> _Prompt_
Copy the material below word for word, starting at the line that contains "Mark one point on each instance of the small" and continuing through the end.

** Begin **

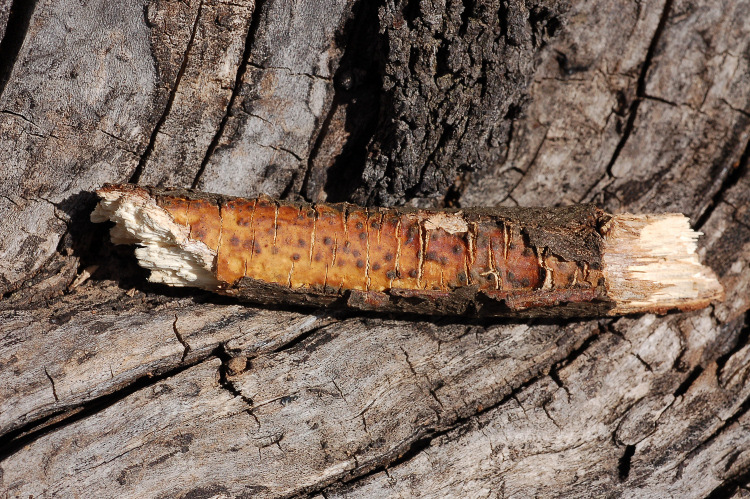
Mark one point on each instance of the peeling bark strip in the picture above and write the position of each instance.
(568, 261)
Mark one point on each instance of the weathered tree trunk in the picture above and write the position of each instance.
(113, 387)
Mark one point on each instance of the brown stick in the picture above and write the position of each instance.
(570, 261)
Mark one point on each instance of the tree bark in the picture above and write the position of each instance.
(115, 387)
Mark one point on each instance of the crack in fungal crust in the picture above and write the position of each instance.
(571, 261)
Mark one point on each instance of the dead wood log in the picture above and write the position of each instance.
(119, 388)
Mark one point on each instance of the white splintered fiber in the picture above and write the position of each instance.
(165, 247)
(650, 262)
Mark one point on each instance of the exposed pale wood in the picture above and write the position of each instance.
(637, 106)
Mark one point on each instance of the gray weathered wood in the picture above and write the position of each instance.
(118, 388)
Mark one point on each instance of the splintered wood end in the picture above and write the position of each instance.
(165, 246)
(650, 265)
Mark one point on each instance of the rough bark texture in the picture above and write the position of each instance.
(117, 388)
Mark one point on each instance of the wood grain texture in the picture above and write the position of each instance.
(132, 389)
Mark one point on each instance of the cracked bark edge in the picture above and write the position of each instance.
(519, 262)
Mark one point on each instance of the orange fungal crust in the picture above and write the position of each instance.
(343, 247)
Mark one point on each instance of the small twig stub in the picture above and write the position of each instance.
(569, 261)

** End **

> _Output_
Mark one point on each instance of the small twig stub in the picture above and write the position of each instance.
(569, 261)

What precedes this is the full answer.